Text for analysis section start
Sunday, March 27, 2011

Exhaustion

Today was a difficult day. My dad called at 7:30 and said my mom was having labored breathing and had become unresponsive. I immediately started getting ready to go see her when he called back and said to hurry because the doctor was going to intubate her and I needed to be by her side. The doctor hadn't minced his words, "If we don't intubate her, she will die within 24 hours." The tears started to flow. I wasn't prepared for this yet! She was at home last week and I sat in her living room chatting with her, hopeful about her recovery?! Now this? I knew she had gone into the hospital with a fever late Thursday night, but her doctors thought antibiotics would help her and she would be home soon. All I could say was, "No, no, no" and "Jesus, help!"

After our friends came and graciously took our kids, Mike and I sped to the hospital where I met my dad and my aunt. The outlook was grim. My mom had MRSA, a resistant form of staph. She was septic and unresponsive. The tears flowed freely. My heart was breaking. My mom had taken a turn for the worse and it had taken us all by surprise.

Soon her nurse came out and said that my mom spiked a fever of 105 degrees. They had given her tylenol and placed cold wash cloths all over her to bring it down. She made no mistake that things were critical and that we should call in family. More tears. More praying. More hugging.

Family and friends arrived and we filled up a waiting room. Food was provided and we ate. And we waited. And we talked. And we waited. And we prayed. And finally the nurse came in and said her fever was coming down. It was 103.2. Then it was 101.7. We could suit up in gowns and gloves and go in to see her.
Text for analysis section end
Extracted information section start
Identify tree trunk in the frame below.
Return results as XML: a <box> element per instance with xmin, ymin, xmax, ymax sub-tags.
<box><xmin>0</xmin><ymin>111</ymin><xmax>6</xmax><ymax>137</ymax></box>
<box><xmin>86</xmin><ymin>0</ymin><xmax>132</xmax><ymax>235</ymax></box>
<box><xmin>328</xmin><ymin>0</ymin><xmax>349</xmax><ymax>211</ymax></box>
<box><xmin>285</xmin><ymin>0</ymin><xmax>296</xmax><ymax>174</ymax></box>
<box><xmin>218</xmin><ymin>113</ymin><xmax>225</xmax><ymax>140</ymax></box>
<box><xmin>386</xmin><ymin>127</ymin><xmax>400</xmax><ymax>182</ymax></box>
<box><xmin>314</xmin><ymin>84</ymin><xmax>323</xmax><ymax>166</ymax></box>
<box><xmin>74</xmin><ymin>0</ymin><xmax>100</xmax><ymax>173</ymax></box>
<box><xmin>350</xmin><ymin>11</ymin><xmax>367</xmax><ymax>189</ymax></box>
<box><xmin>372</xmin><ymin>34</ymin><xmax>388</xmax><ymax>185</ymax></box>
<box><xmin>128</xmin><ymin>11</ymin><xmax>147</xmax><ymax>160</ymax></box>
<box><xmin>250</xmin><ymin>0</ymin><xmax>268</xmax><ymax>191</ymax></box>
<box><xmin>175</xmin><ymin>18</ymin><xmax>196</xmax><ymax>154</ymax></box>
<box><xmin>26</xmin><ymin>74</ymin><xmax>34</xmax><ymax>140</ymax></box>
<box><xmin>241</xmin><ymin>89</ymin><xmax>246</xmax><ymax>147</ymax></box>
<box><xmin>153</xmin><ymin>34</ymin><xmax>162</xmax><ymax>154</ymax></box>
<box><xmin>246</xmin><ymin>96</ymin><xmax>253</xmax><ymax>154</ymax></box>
Extracted information section end
Extracted information section start
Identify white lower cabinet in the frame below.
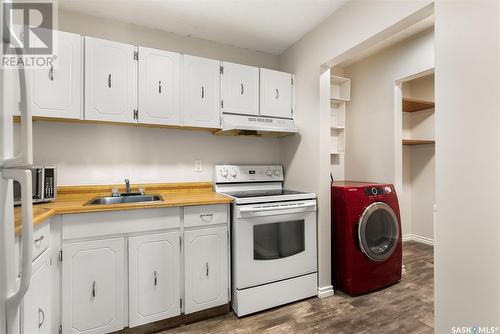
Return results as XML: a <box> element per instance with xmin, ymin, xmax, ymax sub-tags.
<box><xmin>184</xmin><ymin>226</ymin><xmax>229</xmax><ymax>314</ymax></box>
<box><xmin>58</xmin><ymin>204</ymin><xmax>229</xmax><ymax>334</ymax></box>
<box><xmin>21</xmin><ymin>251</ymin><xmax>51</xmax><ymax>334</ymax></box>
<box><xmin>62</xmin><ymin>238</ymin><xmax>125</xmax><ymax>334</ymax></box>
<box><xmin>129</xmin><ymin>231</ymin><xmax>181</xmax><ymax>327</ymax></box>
Extracted information section end
Extracted information section start
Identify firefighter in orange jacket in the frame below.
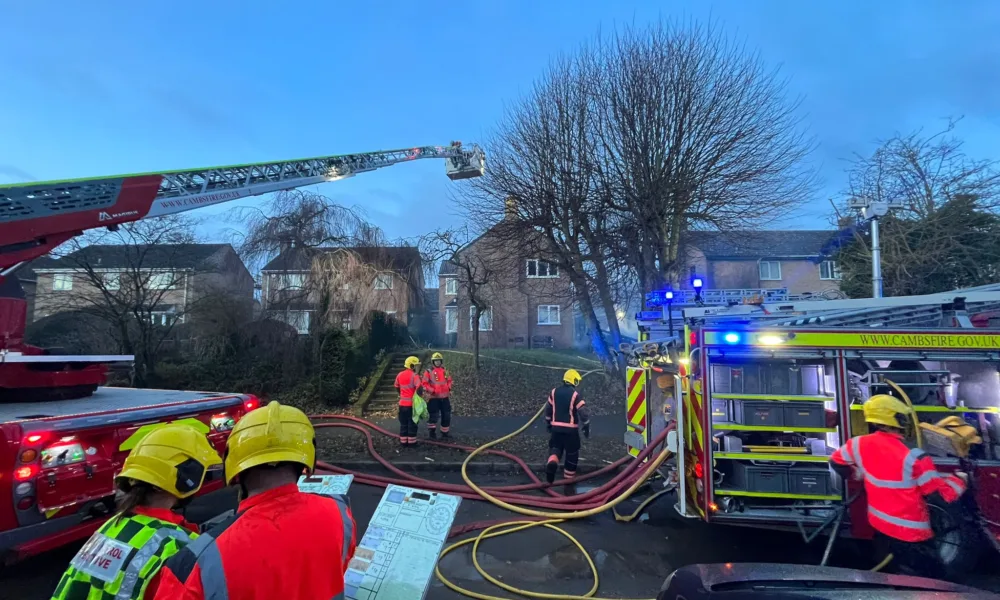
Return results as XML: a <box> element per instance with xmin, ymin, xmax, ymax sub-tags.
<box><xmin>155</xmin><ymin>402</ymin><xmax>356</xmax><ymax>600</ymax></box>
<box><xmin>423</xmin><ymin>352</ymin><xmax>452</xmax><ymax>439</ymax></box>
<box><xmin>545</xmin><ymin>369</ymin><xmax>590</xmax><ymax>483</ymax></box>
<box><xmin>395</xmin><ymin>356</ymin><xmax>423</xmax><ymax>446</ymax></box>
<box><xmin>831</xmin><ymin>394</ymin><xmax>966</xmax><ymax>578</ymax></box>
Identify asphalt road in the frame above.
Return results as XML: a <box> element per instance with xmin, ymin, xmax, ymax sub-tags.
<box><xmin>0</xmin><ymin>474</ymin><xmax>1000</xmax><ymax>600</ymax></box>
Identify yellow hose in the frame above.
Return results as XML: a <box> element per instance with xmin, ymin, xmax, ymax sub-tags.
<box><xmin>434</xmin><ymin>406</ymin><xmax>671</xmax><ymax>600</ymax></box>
Extracted information section end
*What you are asked to do*: Could you continue the blog entry about the mother's hospitalization, picking up right after "We could suit up in gowns and gloves and go in to see her."?

*Exercise response*:
It was so difficult to see her like she was today. Feverish. Unresponsive. But I stroked her arms and her head and told her how much I loved her. I prayed for her. And I told her how much the girls and Lucas love her. It was a difficult time.

I am home now, and mom is resting. Her body is fighting so hard to get rid of this serious infection. My eyes are bloodshot from all the tears today, but I am thankful that she is still here. I wasn't sure that she would still be with us after this morning's rough start. Tomorrow I will go back to the hospital after a good night's sleep. And I will continue to pray and wait and tell my mom how much I love her.

"The Lord is close to the brokenhearted, and he saves those who are crushed in spirit."
Psalm 34:18


7 comments:

Jemma Stemmons said...

My heart breaks for you! I'm praying, on my knees for your mom and for you, sweet friend!

Heather said...

Praying for your mom, you and your entire family.
"The people who trust the Lord will become strong again. They will rise up as an eagle in the sky; they will run and not need rest; they will walk and not become tired."
Your mom is a fighter, I don't even know her personally but following this tough journey through your words just amazes me at the kind of woman she must be and the faith she must have. Keep fighting with her!

Heather said...

sorry...Isaiah 40:31

Laura said...

Emily...your words are sincere and so touching after your long, hard day today. I have been praying all day for your mom and your family. Today in church the choir sang an amazing anthem....It was beautiful and was focused around Isaiah 40:31 and has been in my mind all day when praying for you all. Love and prayers to you!

affectioknit said...

Oh no...that is so hard...we're praying for you and your family...

Angie said...

Crying with you Emily. Love you.

Maria Rose said...

I am praying for your mother that she feels surrounded by love and I am praying that your family feels comfort and strength.